■ **GOAL OF THE EXERCISE**:
Repeat the entries exactly as they appear.

[[ INFORMATION, beginning ]]

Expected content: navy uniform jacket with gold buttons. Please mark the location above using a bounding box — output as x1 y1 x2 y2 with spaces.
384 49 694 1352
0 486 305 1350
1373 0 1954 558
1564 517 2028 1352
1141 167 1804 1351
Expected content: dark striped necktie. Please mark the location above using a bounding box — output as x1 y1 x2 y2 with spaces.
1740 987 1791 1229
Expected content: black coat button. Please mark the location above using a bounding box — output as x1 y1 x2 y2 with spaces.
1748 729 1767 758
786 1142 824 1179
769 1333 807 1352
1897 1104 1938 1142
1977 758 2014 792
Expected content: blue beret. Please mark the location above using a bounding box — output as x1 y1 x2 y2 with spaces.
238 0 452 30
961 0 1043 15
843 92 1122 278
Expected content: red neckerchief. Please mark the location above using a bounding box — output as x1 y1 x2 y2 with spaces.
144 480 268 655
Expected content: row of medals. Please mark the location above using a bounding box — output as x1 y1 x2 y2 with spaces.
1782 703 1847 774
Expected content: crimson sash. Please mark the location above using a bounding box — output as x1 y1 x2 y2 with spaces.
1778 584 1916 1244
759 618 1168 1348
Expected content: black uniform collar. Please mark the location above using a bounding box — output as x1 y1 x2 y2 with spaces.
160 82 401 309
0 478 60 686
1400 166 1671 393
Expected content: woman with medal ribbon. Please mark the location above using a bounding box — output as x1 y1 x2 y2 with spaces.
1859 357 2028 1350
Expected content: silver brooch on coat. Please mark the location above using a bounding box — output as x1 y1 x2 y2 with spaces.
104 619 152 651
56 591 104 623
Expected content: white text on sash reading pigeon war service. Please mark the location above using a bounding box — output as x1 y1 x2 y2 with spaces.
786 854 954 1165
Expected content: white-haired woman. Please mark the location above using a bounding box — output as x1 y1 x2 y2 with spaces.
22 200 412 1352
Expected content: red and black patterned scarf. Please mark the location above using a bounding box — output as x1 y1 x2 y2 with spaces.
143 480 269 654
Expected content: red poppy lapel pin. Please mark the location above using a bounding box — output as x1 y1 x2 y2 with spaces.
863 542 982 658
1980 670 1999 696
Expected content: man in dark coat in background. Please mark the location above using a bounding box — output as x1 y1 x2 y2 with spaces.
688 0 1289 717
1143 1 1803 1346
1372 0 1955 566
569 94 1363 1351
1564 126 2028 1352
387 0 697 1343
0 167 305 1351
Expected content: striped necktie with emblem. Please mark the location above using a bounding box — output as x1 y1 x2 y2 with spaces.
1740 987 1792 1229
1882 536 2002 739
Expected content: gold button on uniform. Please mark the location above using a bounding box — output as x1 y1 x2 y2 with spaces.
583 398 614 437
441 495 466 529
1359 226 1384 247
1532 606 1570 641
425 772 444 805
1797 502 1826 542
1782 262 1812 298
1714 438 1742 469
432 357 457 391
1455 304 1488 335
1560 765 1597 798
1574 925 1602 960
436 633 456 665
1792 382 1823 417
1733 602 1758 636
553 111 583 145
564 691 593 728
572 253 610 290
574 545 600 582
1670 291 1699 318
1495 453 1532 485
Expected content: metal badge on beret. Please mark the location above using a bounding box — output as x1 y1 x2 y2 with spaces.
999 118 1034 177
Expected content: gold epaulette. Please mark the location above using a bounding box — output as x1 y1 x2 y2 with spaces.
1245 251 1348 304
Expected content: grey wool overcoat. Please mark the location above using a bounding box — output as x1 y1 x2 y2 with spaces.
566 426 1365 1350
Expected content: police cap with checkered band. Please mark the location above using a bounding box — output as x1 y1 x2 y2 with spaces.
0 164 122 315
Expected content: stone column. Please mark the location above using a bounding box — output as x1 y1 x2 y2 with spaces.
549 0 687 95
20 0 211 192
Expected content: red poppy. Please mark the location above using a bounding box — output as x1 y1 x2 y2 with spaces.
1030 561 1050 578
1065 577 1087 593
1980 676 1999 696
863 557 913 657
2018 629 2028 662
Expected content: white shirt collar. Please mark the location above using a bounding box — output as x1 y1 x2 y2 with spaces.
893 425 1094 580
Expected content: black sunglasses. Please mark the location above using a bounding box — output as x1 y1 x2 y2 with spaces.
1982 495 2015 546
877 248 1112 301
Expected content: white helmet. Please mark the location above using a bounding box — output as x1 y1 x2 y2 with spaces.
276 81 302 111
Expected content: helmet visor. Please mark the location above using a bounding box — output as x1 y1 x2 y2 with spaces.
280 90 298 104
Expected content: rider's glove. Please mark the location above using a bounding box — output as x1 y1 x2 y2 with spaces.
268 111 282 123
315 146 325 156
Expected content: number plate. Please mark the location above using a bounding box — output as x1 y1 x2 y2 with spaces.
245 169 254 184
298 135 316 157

[[ INFORMATION, end ]]

■ **THE COMPLETED TASK**:
Expected content: navy uniform jacket with gold buttons. Please mark the location above using a bounding box — output as x1 y1 x2 y2 with spaces.
384 49 694 1352
0 486 305 1350
1373 0 1954 558
1564 517 2028 1352
1141 167 1804 1351
Expected content: dark striped necktie. Please mark the location above using a bounding box — output as x1 y1 x2 y2 with spaces.
1740 987 1791 1229
Expected content: black coat button. Please mark the location above using a bounding box — output as x1 y1 x2 y2 with spaces.
1748 729 1767 758
786 1142 824 1179
769 1333 807 1352
1897 1104 1938 1142
1977 758 2014 792
Expected content: blue beret. Please mark the location above using a bounding box — output as x1 y1 x2 y2 with spaces.
238 0 452 30
961 0 1043 15
843 92 1122 278
Expected content: red neckerchief. Please mark the location above using a bounding box — output as x1 y1 x2 y2 with spaces.
144 480 268 655
Expected content: row of medals. Please mark the location above using a bounding box — output as x1 y1 x2 y2 with spaces.
1782 703 1847 774
Expected content: crimson sash. Please mark the location above using a bounding box — output as x1 y1 x2 y2 with spaces.
1778 584 1916 1244
759 618 1168 1348
Expected content: black uniform collar. Please mark the location above using a bounding box — output as x1 y1 x2 y2 with spaces.
160 82 401 309
0 478 60 686
1400 166 1671 393
Expected content: woman with medal ribbon. Please mark the location above using a bounding box — output as x1 y1 x2 y2 with spaces.
1859 357 2028 1350
Expected content: silver brooch on coat. Please mark the location above using a bounding box — output as x1 y1 x2 y2 with spaces.
104 619 152 651
56 591 104 623
Expected content: white text on sash reading pigeon war service. Please mark the location above using a bounding box — output as x1 y1 x2 y2 with spaces.
786 854 954 1165
Expected content: white-haired woman. Please mark the location above using a bounding box — output as x1 y1 x2 y2 with spaces.
22 200 412 1352
Expected content: red and black patterned scarf. Please mark the location above using a bounding box — output as x1 y1 x2 y2 with spaces.
143 480 269 654
Expected content: red poppy lapel pin. Please mark the location above using a bounding box — output as x1 y1 x2 y2 with spaces.
863 542 982 658
1980 670 1999 696
Expected content: man in dark coat in background. Please mark the location above using a bounding box — output as x1 y1 x2 y2 with spaces.
688 0 1289 717
1143 1 1803 1346
1372 0 1955 566
569 94 1363 1351
1564 126 2028 1352
387 0 697 1343
0 167 305 1351
Expected content: striped necktie with emblem. Please mark the location above using a bounding box — output as x1 y1 x2 y2 with spaces.
1740 987 1792 1229
1882 536 2002 739
Expected content: gold button on uniform. Please mark the location above using a bounding box — output as x1 y1 x2 y2 with spaces.
583 398 614 437
441 495 466 529
1359 226 1384 247
1532 606 1570 641
425 772 444 805
1797 502 1826 542
1782 262 1812 298
1714 438 1742 469
432 357 457 391
1455 304 1488 335
1560 765 1597 798
1574 925 1602 960
436 633 456 665
1792 382 1823 417
1733 602 1758 636
553 111 583 145
564 691 593 728
572 253 610 290
574 545 600 582
1670 291 1699 318
1495 453 1532 485
Expected content: metal badge on beret. Please mark the location above using a bounding box — output as x1 y1 x2 y2 with spaces.
999 118 1034 177
Expected content: gold epaulette. Please mark the location above using a bounding box — output as x1 y1 x2 y2 with spaces.
1245 251 1348 304
Expected content: grey wool overcoat. Please mark the location above using a bounding box — output as x1 y1 x2 y2 with spaces.
566 426 1365 1350
Expected content: police cap with checkered band. Please mark the location above using a bounding box — output as x1 y1 x2 y2 with spaces.
0 164 122 315
Expected content: stone column. Please mark the location above using a bounding box — output as x1 y1 x2 y2 with spaces.
549 0 687 95
20 0 211 192
Expected content: red poppy. Please mark the location above using a bounding box — output as x1 y1 x2 y2 with spaces.
1030 561 1050 578
1065 577 1087 593
1980 676 1999 696
863 557 913 657
2018 629 2028 662
Expected content: white shirt collar. Please mark the location above using a bounding box — output as x1 y1 x2 y2 with spaces.
893 425 1094 580
Expected content: black sunglasses. Please mark the location above using a bounding box — output as x1 y1 x2 y2 with spaces.
1982 495 2015 546
877 248 1112 301
Expected content: white helmet. Please mark the location above using a bounding box — output as x1 y1 x2 y2 with spaces.
276 81 302 111
Expected content: helmet visor. Please mark the location above using a bounding box — output as x1 y1 x2 y2 with spaces.
280 90 298 104
Expected content: rider's glove. Please mark the location above using a bounding box — output as x1 y1 x2 y2 with spaces.
268 111 282 123
315 146 325 156
Expected content: number plate. Please mark the location above using a bounding box — output as x1 y1 x2 y2 with spaces.
245 169 254 184
298 135 316 157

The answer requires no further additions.